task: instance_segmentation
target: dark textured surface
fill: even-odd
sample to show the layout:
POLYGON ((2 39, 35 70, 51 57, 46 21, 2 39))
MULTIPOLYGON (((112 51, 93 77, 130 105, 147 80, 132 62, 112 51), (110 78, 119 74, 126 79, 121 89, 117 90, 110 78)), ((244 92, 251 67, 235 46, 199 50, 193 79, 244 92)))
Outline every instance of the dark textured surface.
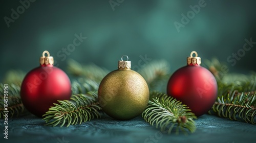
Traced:
POLYGON ((208 114, 197 120, 197 130, 186 135, 162 133, 140 116, 120 121, 104 115, 101 119, 68 128, 44 126, 44 121, 32 115, 8 121, 8 139, 4 139, 3 120, 1 120, 1 142, 237 143, 255 142, 256 139, 255 125, 208 114))

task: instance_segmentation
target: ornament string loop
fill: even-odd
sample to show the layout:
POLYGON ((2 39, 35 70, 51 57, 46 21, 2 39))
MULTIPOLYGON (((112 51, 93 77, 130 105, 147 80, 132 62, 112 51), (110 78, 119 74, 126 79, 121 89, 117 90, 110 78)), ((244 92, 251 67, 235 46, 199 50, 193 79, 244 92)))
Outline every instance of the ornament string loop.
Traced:
POLYGON ((187 65, 200 65, 201 64, 201 58, 198 57, 197 52, 194 51, 190 53, 190 56, 187 58, 187 65), (195 54, 195 57, 193 55, 195 54))
POLYGON ((121 61, 118 61, 118 69, 120 70, 130 70, 131 66, 131 61, 129 61, 129 58, 126 55, 123 55, 121 57, 121 61), (123 60, 123 57, 126 57, 127 60, 123 60))
POLYGON ((50 53, 48 51, 45 51, 42 52, 42 56, 40 58, 39 62, 41 65, 53 65, 54 60, 53 57, 50 56, 50 53), (47 54, 47 57, 45 55, 46 53, 47 54))
POLYGON ((126 58, 127 58, 127 60, 126 60, 126 61, 128 61, 128 60, 129 59, 129 57, 128 57, 128 56, 127 56, 126 55, 123 55, 123 56, 122 56, 122 57, 121 57, 121 60, 122 60, 122 61, 123 61, 123 56, 125 56, 125 57, 126 57, 126 58))
POLYGON ((197 57, 197 52, 196 52, 196 51, 192 51, 192 52, 191 52, 190 53, 190 57, 193 57, 193 54, 195 54, 195 55, 196 55, 196 56, 194 57, 197 57))
POLYGON ((46 56, 45 56, 45 55, 46 54, 47 54, 47 57, 50 57, 50 53, 49 53, 48 51, 44 51, 44 52, 42 52, 42 57, 45 57, 46 56))

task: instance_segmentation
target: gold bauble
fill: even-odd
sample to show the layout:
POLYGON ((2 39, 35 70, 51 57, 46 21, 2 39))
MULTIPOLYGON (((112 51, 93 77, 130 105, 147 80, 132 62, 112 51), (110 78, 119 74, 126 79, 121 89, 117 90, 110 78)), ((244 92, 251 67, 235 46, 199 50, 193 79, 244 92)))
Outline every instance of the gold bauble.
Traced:
POLYGON ((114 118, 126 120, 143 111, 148 102, 150 91, 144 78, 131 70, 131 62, 123 61, 122 57, 118 69, 101 81, 98 96, 105 113, 114 118))

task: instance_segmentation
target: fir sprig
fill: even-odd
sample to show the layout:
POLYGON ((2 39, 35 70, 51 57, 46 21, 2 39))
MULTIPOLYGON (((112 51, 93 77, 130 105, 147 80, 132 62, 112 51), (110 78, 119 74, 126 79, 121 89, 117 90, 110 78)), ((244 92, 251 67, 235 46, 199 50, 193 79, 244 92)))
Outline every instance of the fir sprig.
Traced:
POLYGON ((142 114, 146 122, 168 134, 174 128, 176 129, 176 133, 186 130, 193 133, 196 130, 193 119, 197 117, 181 102, 166 94, 156 92, 151 97, 153 97, 152 101, 150 101, 142 114))
POLYGON ((214 104, 209 113, 214 112, 219 116, 231 120, 255 124, 256 94, 238 94, 234 91, 231 94, 218 97, 218 102, 214 104))
POLYGON ((81 124, 95 118, 100 118, 101 108, 98 102, 96 92, 73 95, 70 100, 58 101, 43 115, 46 126, 81 124))
POLYGON ((93 63, 82 65, 73 59, 68 61, 68 70, 73 76, 82 77, 97 82, 100 82, 109 73, 107 69, 93 63))
POLYGON ((216 78, 218 86, 218 98, 208 113, 255 124, 256 74, 226 73, 221 70, 221 67, 228 66, 217 59, 206 63, 216 78))

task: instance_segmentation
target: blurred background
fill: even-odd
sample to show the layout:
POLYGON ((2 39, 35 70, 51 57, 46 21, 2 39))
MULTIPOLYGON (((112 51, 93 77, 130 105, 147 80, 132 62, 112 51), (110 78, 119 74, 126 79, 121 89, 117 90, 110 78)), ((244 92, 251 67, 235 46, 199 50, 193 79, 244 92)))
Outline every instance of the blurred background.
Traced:
POLYGON ((193 51, 230 72, 256 70, 256 44, 243 50, 256 42, 255 1, 32 1, 0 2, 0 80, 38 66, 45 50, 64 70, 70 58, 113 70, 126 55, 134 66, 165 60, 173 72, 193 51), (87 38, 72 46, 77 36, 87 38))

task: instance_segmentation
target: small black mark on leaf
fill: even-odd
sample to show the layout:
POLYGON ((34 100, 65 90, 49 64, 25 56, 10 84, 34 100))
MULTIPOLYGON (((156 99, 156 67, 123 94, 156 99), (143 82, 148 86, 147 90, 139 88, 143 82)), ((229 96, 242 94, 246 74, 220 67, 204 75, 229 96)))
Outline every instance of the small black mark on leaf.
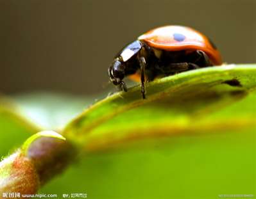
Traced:
POLYGON ((237 79, 233 79, 231 80, 226 80, 222 83, 223 84, 226 84, 231 86, 237 86, 237 87, 242 87, 242 84, 240 83, 237 79))

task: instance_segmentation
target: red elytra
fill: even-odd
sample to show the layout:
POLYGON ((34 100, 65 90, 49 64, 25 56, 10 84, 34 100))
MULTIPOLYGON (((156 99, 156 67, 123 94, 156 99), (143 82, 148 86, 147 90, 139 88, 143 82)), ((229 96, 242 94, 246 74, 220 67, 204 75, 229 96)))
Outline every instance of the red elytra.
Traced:
POLYGON ((201 50, 209 56, 213 64, 220 65, 221 57, 214 44, 206 36, 189 27, 166 26, 150 30, 139 36, 139 40, 146 42, 157 49, 167 51, 201 50), (182 41, 175 40, 175 34, 183 36, 182 41))

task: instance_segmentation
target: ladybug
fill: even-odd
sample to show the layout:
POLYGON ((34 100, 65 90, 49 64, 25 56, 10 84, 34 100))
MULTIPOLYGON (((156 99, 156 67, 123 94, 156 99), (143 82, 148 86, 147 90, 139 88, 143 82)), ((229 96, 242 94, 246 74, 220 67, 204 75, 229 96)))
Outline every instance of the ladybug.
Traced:
POLYGON ((124 47, 108 68, 108 76, 124 92, 125 77, 141 81, 145 99, 146 81, 221 63, 216 45, 204 35, 189 27, 167 26, 149 31, 124 47))

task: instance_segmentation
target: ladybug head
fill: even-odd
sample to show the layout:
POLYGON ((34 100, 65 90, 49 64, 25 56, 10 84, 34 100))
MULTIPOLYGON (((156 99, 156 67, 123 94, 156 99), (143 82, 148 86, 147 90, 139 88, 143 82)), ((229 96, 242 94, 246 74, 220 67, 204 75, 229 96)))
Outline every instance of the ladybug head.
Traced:
POLYGON ((115 59, 112 64, 108 68, 108 77, 110 81, 114 85, 120 85, 122 90, 126 90, 125 83, 123 81, 125 76, 125 65, 124 63, 115 59))

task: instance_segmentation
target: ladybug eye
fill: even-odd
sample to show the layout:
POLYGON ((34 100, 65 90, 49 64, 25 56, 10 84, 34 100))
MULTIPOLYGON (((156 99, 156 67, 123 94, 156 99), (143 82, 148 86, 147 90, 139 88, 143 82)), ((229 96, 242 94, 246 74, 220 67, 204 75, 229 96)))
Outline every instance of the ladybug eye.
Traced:
POLYGON ((114 77, 123 79, 124 77, 124 66, 119 61, 115 61, 113 64, 113 69, 111 72, 114 77))

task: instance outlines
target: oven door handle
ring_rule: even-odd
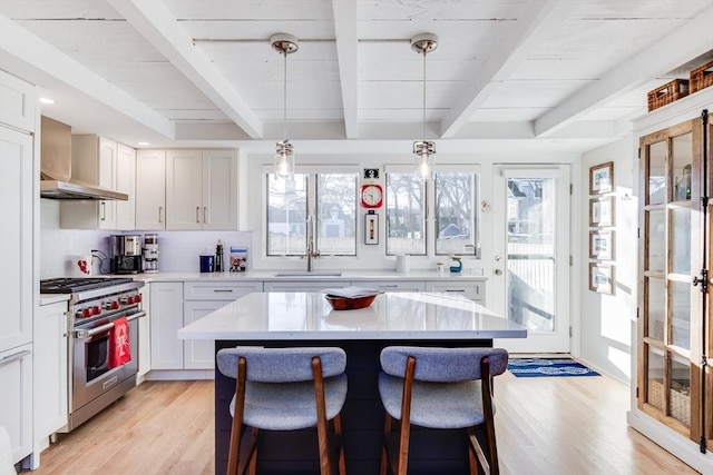
[[[137,311],[136,314],[131,314],[128,317],[126,317],[127,321],[131,321],[135,320],[137,318],[141,318],[146,316],[146,311]],[[91,328],[90,330],[75,330],[75,338],[90,338],[97,334],[100,334],[102,331],[109,330],[114,328],[114,321],[109,321],[106,325],[101,325],[100,327],[96,327],[96,328]]]

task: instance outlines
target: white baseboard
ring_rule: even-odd
[[[699,444],[683,437],[641,410],[627,412],[626,422],[634,429],[641,432],[666,452],[701,472],[701,474],[713,475],[712,451],[702,454]]]

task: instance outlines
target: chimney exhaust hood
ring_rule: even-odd
[[[113,191],[89,185],[72,181],[41,180],[40,197],[50,199],[79,199],[79,200],[121,200],[127,201],[129,196],[119,191]]]
[[[124,192],[71,179],[71,127],[45,116],[41,120],[41,198],[128,201]]]

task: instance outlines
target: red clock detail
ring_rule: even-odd
[[[381,188],[381,185],[362,185],[360,196],[363,208],[380,208],[383,204],[383,188]]]

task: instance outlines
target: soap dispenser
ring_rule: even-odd
[[[215,246],[215,271],[222,273],[225,270],[223,263],[223,243],[218,239],[218,245]]]
[[[460,256],[452,256],[451,259],[456,263],[450,266],[449,270],[451,274],[459,274],[463,268],[463,263],[460,261]]]

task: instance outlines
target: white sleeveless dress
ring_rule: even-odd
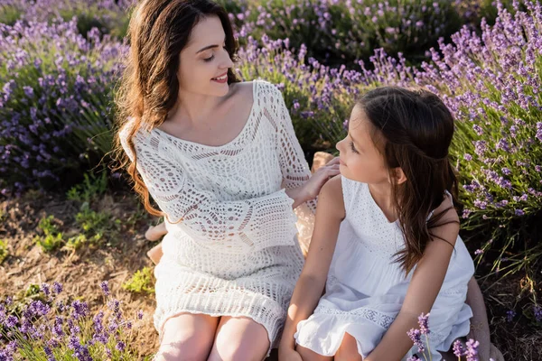
[[[394,255],[402,249],[397,222],[390,223],[375,203],[366,183],[342,177],[346,218],[341,225],[326,292],[313,314],[297,325],[297,344],[333,356],[345,332],[358,341],[365,358],[378,344],[401,310],[414,270],[405,277]],[[458,236],[441,291],[429,317],[433,360],[466,336],[472,317],[465,304],[467,283],[474,273],[472,258]],[[414,347],[404,359],[417,351]],[[427,352],[427,351],[425,351]]]

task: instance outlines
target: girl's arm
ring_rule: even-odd
[[[286,324],[279,346],[279,356],[295,347],[297,324],[309,318],[318,304],[335,251],[341,221],[344,218],[341,176],[328,181],[320,192],[314,233],[307,260],[297,281],[288,308]],[[283,357],[281,357],[283,358]]]
[[[446,198],[435,214],[450,206],[452,204]],[[455,245],[459,234],[459,217],[453,208],[446,211],[441,219],[444,224],[431,229],[435,236],[427,244],[422,259],[417,263],[401,310],[380,343],[364,361],[398,361],[412,347],[412,340],[406,333],[411,329],[418,329],[417,319],[421,313],[426,314],[431,310],[444,281],[453,252],[453,245]],[[422,340],[425,342],[424,338]]]

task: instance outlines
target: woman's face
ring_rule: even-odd
[[[228,94],[228,69],[233,61],[225,47],[226,33],[219,17],[201,19],[181,51],[180,90],[215,97]]]

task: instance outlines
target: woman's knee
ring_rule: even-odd
[[[263,360],[269,350],[266,329],[247,318],[222,318],[210,361]]]
[[[361,355],[358,351],[358,341],[349,333],[345,333],[342,338],[341,347],[335,354],[335,361],[361,361]]]
[[[166,321],[154,360],[204,361],[212,347],[218,319],[182,314]]]
[[[332,361],[333,359],[333,357],[317,354],[312,349],[299,345],[295,347],[295,351],[301,356],[303,361]]]

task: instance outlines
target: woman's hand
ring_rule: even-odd
[[[322,187],[332,178],[340,173],[339,157],[331,160],[327,164],[320,167],[311,178],[301,187],[286,190],[286,194],[294,199],[294,209],[301,204],[314,199]]]
[[[325,182],[341,172],[340,166],[339,157],[335,157],[311,176],[309,180],[302,186],[306,200],[313,199],[318,196]]]

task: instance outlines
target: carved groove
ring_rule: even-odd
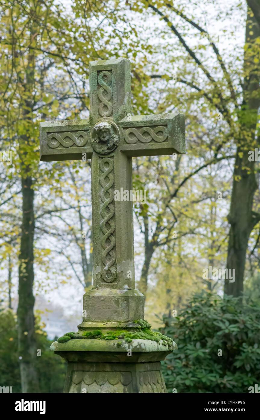
[[[148,135],[144,136],[145,133]],[[161,133],[160,135],[157,133]],[[130,135],[132,135],[130,137]],[[141,143],[149,143],[152,140],[161,143],[167,138],[167,127],[166,126],[159,126],[154,128],[151,127],[142,127],[141,128],[130,127],[124,131],[125,140],[126,143],[134,144],[139,140]]]
[[[71,133],[51,133],[47,137],[47,144],[51,149],[56,149],[60,144],[64,147],[70,147],[76,144],[79,147],[85,146],[88,141],[88,135],[83,131]]]
[[[113,158],[104,158],[100,161],[99,167],[101,173],[100,184],[102,187],[100,197],[102,205],[101,215],[102,221],[101,229],[103,234],[101,244],[103,248],[102,260],[104,267],[102,277],[106,283],[114,281],[116,276],[115,265],[116,261],[116,239],[115,237],[115,202],[113,190],[114,161]]]
[[[99,85],[98,96],[101,102],[98,106],[98,112],[101,117],[109,117],[113,110],[112,102],[111,102],[112,92],[110,86],[112,83],[111,74],[106,70],[100,72],[98,76],[98,83]],[[106,92],[106,95],[104,95],[105,92]]]

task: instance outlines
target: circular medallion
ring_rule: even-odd
[[[119,129],[109,120],[101,120],[91,130],[92,147],[97,153],[108,155],[116,148],[120,139]]]

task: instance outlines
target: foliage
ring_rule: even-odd
[[[161,331],[178,346],[162,363],[169,392],[247,392],[259,383],[258,305],[204,292],[165,322]]]

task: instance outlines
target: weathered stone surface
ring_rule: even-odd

++++

### Task instructions
Please render the rows above as a JSON list of strings with one string per line, starting at the first line and ending at the line that contains "POLYGON ((208 114, 197", both included. Omit blank lines and leave the pictures out.

### Output below
[
  "task: instance_segmentation",
  "target: dark textured surface",
  "fill: even-odd",
  "sample to show the layout:",
  "POLYGON ((2 39, 35 70, 51 57, 46 21, 2 39))",
  "MULTIPOLYGON (((112 51, 93 77, 130 105, 147 80, 132 62, 112 51), (110 78, 119 74, 126 79, 121 89, 117 90, 110 78)), ((244 92, 251 67, 235 46, 199 50, 193 79, 244 92)))",
  "Outline every instance of the dark textured surface.",
  "Traced:",
  "POLYGON ((208 114, 197 120, 197 130, 186 135, 162 133, 140 116, 120 121, 104 115, 101 119, 68 128, 44 126, 44 121, 32 115, 8 121, 8 139, 4 139, 3 120, 1 120, 1 142, 237 143, 255 142, 256 139, 255 125, 208 114))"
]